YOUR TASK: Rewrite the data between the lines holding "Guideline: mark the fluorescent" and "[[76, 118]]", inclusive, and give only those lines. Leave the requests and their format samples unchanged, but multiply every coordinate in the answers by 0.35 and round each result to a whole number, with halves rounded up.

============================================================

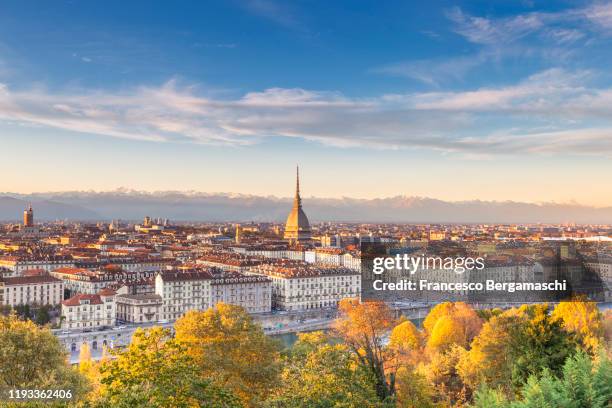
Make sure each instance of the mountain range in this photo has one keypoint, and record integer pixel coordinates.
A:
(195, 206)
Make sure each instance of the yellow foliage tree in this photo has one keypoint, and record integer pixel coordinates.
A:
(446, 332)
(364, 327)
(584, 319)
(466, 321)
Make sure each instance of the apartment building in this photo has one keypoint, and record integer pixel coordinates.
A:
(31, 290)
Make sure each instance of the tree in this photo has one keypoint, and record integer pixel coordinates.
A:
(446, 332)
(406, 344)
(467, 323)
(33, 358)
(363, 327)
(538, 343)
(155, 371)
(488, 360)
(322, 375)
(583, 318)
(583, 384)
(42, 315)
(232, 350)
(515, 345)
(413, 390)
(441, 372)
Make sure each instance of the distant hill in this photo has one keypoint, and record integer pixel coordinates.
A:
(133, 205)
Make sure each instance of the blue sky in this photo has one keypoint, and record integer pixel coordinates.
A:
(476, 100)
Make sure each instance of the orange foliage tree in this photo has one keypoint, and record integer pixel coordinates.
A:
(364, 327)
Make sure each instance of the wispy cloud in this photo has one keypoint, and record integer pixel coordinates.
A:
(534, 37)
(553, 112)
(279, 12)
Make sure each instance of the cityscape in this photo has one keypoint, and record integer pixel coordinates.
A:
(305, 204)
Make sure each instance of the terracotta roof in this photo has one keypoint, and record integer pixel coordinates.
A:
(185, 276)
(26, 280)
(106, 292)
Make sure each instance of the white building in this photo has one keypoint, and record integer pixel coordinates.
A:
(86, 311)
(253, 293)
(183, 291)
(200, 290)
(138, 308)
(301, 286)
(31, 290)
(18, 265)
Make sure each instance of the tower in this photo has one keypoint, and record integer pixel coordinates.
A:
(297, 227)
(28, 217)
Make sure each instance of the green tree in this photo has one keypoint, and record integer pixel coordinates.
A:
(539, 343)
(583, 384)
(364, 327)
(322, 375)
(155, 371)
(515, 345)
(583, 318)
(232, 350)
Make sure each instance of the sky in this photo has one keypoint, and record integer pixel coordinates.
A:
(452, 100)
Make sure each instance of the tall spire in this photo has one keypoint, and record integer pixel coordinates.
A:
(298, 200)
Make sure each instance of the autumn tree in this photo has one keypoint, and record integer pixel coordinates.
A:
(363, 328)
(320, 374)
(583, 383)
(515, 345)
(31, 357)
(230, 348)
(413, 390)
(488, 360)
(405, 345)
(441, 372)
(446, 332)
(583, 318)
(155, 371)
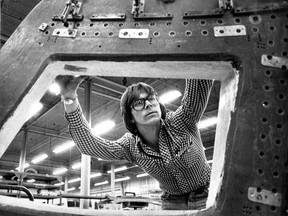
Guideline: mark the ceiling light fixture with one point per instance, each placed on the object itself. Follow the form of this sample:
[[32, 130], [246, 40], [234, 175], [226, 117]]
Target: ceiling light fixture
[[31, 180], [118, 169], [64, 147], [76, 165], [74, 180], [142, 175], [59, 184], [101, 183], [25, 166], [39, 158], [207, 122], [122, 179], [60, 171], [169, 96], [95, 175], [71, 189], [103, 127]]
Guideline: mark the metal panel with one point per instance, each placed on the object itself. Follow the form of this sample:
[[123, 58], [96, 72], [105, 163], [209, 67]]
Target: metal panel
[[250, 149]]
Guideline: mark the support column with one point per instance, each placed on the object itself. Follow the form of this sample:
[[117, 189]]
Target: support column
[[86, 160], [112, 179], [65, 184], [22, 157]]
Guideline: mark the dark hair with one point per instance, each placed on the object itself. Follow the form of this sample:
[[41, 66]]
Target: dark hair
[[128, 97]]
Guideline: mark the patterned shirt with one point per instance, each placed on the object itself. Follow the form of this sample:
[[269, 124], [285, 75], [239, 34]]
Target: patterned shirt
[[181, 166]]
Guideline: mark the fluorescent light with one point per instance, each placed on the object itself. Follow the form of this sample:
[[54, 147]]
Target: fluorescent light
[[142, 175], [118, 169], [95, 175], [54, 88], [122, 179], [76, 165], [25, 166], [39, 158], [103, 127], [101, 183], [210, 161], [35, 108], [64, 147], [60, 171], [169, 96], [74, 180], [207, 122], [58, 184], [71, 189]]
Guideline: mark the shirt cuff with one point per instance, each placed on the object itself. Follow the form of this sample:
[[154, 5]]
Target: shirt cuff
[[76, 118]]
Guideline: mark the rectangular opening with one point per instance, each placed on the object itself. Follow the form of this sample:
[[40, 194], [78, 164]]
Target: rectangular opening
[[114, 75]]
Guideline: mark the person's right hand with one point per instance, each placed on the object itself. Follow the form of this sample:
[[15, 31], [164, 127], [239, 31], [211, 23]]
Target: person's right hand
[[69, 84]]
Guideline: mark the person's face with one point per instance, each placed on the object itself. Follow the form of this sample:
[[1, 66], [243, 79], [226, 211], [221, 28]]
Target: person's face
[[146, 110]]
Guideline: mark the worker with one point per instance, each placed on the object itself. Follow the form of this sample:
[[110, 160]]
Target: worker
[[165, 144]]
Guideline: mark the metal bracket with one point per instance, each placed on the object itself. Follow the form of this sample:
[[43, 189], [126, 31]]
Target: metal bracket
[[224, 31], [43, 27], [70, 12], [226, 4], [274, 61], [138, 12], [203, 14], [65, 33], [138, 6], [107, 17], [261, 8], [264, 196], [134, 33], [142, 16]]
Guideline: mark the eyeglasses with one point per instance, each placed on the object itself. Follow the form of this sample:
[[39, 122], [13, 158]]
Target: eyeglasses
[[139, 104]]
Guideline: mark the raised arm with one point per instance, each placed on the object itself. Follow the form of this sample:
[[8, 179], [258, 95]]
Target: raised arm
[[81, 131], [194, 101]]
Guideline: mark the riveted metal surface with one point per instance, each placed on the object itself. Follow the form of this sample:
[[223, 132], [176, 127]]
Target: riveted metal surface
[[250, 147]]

============================================================

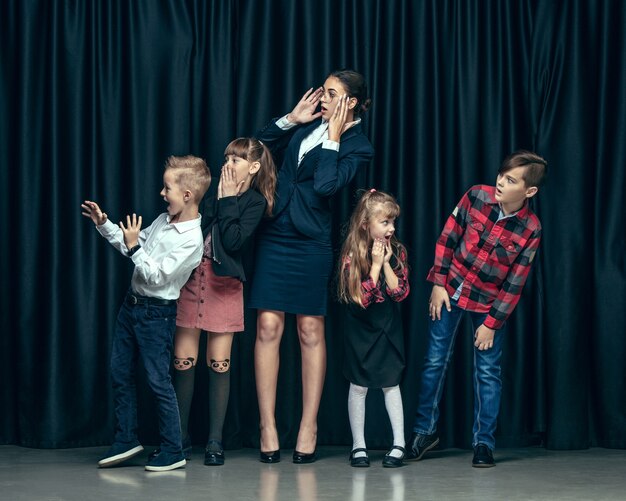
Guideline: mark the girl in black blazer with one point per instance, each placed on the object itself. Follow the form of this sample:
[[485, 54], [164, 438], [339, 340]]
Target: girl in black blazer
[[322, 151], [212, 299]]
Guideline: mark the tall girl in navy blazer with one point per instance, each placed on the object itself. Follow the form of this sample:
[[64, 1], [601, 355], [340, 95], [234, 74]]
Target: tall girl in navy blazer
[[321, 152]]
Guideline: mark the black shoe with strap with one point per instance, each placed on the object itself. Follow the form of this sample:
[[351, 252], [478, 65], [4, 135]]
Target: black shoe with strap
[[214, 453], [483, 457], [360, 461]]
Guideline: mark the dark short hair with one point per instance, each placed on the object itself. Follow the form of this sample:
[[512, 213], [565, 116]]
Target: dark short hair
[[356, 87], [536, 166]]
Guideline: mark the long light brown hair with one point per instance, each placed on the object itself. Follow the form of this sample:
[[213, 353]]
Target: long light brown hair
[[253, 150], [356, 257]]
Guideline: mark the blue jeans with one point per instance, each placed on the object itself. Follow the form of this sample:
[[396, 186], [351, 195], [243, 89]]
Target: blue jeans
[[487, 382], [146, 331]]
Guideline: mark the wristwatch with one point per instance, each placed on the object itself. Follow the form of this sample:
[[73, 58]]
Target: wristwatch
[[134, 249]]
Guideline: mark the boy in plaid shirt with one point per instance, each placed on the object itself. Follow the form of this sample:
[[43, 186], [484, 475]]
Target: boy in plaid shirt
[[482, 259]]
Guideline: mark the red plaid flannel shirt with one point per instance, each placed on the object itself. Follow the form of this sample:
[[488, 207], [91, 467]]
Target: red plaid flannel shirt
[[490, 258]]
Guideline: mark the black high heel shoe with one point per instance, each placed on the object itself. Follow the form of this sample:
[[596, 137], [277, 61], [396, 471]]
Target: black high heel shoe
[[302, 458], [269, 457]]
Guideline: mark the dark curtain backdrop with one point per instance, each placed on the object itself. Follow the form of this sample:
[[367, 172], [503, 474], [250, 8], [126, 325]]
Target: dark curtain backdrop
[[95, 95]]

============================================================

PROBLEM SOLUTION:
Guideline: mark the fluorescent light with one point per instance, each placed on the object itself. Follow the form of this sample:
[[54, 147]]
Target: fluorescent light
[[50, 61], [41, 59], [33, 61], [19, 31], [43, 63], [27, 58], [9, 58], [14, 55], [36, 44], [35, 64], [74, 56], [12, 38], [22, 51], [21, 60], [59, 34], [26, 63], [72, 43], [20, 64], [25, 66]]
Guideline: mark the shirt cuff with one point per instance, each placed on the object itself. Follow the form of this sample:
[[154, 5]]
Target: shirt cuff
[[27, 41]]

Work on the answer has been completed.